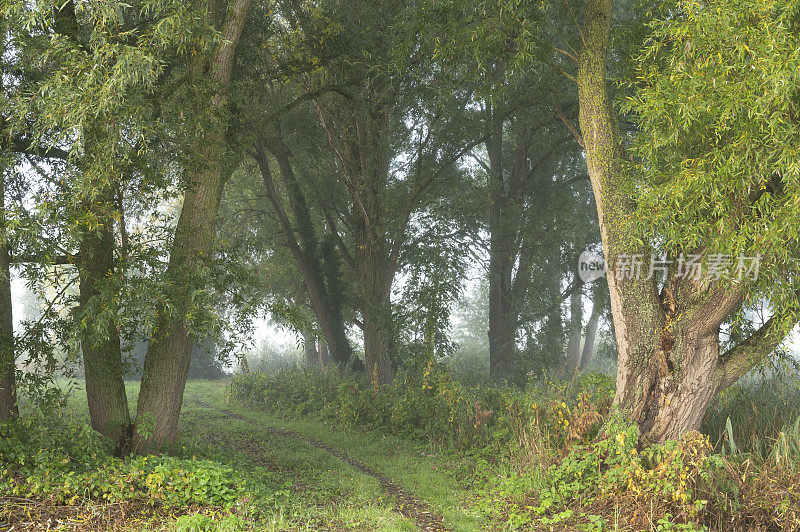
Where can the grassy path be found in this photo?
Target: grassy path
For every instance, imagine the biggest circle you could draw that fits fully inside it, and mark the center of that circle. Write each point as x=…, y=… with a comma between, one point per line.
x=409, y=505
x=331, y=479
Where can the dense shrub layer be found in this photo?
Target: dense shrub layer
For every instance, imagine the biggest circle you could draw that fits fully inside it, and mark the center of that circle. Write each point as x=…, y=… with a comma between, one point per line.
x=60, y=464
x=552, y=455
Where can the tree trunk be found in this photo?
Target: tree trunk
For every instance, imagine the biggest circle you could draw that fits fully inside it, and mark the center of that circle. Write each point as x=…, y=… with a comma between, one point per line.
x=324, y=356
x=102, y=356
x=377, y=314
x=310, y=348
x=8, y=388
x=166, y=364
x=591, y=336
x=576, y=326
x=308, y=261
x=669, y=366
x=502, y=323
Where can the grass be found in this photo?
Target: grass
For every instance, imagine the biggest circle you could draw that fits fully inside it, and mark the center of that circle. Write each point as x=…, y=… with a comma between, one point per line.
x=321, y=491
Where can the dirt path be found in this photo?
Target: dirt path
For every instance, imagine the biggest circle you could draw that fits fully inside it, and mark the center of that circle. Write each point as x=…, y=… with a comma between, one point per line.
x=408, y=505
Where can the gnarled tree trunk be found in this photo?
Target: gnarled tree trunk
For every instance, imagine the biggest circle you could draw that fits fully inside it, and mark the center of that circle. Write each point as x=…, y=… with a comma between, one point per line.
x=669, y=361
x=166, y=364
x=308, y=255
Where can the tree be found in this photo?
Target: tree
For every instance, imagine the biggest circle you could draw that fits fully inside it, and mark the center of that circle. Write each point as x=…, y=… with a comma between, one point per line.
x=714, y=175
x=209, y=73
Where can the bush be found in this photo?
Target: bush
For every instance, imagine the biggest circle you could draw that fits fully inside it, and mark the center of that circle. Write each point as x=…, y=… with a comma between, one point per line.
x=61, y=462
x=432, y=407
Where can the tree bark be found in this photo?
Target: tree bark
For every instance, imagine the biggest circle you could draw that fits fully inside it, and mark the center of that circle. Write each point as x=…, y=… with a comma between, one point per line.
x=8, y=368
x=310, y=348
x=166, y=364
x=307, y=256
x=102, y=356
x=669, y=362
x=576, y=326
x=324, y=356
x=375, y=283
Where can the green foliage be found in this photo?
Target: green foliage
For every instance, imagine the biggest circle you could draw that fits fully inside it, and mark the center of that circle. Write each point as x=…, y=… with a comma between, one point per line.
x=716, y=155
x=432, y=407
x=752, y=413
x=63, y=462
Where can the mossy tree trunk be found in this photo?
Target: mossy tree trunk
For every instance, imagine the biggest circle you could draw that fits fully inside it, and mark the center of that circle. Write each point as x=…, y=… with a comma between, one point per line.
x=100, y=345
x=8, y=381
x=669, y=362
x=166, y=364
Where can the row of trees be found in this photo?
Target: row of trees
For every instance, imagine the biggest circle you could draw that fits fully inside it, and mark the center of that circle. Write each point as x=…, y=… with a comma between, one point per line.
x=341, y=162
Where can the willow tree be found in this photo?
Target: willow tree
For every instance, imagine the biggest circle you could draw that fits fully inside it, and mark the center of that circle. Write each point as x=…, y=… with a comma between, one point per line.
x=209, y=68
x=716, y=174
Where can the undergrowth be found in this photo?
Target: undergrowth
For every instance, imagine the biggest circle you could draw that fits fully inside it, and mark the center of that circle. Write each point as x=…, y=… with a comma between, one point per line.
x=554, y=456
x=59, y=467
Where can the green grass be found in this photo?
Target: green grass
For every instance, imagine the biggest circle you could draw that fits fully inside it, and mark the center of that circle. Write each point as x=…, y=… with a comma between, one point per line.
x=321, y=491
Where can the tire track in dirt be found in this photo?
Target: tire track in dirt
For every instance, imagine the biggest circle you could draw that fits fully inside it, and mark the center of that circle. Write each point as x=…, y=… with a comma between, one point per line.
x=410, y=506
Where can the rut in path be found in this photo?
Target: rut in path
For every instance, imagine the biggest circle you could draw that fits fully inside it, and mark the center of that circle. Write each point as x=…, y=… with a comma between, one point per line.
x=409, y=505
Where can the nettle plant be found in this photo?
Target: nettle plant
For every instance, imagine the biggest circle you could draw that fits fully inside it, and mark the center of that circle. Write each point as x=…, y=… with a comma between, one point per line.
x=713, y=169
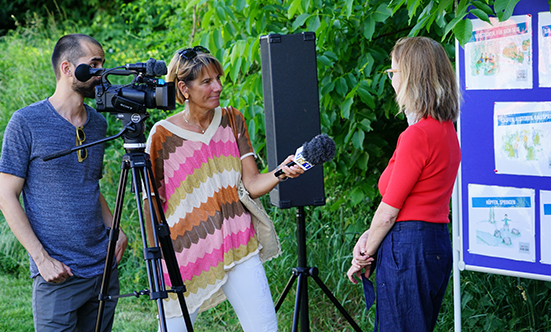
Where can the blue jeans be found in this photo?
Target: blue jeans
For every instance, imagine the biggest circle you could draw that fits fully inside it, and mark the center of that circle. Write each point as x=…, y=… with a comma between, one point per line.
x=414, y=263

==============================

YOUR ASSIGNMENT
Give an exact copy of the lines above from the line with "Target: green grass" up to and including the line with "Target: rut in path", and leave everything else out.

ANSWER BELOW
Target: green grass
For every instance, imagine the biggest circle you could draw that fits fully inside it, and mark the center of that circle. Write each point as x=…, y=… with a comma between, one point per line.
x=321, y=491
Where can the tire track in dirt be found in this photo?
Target: tire track in dirt
For every instance, imagine the biggest circle you could draw that fits fully inside it, and mark the center of that circle. Write each point as x=…, y=… with a comma between, one point per line.
x=410, y=506
Where can the rut in path be found in this photo?
Target: rut in path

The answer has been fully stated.